Work task – The lines from the top of the records below through the one containing "box: [195, 181, 204, 192]" are to be transcribed exactly, and nothing else is to be added.

● ● ● ● ● ● ●

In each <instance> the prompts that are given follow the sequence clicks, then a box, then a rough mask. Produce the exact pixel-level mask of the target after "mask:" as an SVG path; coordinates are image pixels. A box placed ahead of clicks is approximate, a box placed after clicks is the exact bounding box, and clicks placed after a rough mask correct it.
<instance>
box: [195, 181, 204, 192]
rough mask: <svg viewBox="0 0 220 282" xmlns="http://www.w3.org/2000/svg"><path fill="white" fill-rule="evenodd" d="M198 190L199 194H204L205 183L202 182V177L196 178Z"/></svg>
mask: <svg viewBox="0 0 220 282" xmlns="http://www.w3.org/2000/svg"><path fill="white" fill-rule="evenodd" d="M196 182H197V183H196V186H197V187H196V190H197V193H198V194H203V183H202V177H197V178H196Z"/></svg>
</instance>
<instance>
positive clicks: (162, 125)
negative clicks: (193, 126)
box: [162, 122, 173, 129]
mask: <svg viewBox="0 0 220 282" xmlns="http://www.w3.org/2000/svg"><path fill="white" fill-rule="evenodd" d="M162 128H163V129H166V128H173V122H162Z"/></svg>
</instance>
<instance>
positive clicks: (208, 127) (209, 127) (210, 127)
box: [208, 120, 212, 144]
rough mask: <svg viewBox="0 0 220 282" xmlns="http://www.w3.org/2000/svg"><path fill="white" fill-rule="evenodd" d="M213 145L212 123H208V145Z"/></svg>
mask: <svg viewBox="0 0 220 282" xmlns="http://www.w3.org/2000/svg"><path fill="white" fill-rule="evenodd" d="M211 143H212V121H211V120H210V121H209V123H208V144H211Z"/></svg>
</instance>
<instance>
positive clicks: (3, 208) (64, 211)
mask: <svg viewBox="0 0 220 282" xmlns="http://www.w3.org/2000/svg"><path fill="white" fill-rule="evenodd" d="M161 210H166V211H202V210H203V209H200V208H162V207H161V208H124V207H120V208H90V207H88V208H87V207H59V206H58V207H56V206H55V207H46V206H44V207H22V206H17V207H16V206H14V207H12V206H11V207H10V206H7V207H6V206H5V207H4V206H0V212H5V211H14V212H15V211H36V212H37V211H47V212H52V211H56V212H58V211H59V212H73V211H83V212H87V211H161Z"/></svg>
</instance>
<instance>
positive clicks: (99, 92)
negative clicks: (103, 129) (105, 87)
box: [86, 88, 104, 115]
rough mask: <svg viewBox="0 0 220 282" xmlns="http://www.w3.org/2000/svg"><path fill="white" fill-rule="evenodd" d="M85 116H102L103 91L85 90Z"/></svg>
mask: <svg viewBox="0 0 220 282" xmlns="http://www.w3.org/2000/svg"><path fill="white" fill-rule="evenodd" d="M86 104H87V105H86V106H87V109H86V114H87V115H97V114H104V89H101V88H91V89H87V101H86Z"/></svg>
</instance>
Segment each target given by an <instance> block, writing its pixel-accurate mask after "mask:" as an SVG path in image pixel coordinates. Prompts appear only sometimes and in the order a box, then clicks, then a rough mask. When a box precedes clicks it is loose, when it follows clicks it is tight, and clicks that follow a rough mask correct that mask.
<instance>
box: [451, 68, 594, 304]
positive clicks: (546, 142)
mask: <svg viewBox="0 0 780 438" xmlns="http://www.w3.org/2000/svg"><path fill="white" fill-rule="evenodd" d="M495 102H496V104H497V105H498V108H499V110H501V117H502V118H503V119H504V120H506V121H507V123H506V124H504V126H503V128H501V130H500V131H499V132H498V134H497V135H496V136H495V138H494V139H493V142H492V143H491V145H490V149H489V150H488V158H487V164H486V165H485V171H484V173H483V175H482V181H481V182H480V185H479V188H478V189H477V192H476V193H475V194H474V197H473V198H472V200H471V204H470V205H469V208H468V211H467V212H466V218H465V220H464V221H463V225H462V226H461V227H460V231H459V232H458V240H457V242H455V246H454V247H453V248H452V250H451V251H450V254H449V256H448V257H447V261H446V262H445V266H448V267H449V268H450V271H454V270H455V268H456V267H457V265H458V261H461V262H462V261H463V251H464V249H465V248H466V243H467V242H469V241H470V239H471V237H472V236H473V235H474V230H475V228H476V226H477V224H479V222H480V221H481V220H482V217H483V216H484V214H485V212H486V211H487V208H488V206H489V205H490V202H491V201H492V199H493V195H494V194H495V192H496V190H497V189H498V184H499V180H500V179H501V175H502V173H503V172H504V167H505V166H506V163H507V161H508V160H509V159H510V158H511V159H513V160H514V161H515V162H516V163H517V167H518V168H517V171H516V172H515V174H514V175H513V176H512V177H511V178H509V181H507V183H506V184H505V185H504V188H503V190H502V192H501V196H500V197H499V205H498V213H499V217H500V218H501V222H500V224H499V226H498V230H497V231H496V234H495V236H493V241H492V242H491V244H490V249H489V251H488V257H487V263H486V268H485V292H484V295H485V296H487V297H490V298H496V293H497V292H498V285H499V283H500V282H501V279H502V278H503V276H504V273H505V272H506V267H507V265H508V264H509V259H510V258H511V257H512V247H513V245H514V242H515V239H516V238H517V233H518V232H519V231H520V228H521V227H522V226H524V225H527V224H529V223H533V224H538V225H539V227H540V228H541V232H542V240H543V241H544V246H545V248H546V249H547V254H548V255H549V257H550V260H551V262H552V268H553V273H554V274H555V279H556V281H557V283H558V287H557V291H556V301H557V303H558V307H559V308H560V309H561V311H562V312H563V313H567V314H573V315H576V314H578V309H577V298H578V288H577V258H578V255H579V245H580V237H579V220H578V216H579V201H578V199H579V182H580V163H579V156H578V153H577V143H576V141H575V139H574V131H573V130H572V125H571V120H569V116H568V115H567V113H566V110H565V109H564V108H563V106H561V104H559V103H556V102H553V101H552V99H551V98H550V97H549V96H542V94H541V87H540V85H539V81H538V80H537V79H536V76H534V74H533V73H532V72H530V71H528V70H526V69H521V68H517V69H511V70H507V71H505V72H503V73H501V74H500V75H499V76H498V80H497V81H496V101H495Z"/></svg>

● ● ● ● ● ● ●

Solution for this problem –
In each <instance> the prompts that are given follow the sequence clicks, then a box, then a rough mask. Produce the exact pixel-level mask of the target after "mask:" as an SVG path; coordinates are image pixels. A box placed ahead of clicks is approximate, a box placed after clicks is the exact bounding box, and clicks placed after a rough mask correct it.
<instance>
box: [195, 181, 204, 192]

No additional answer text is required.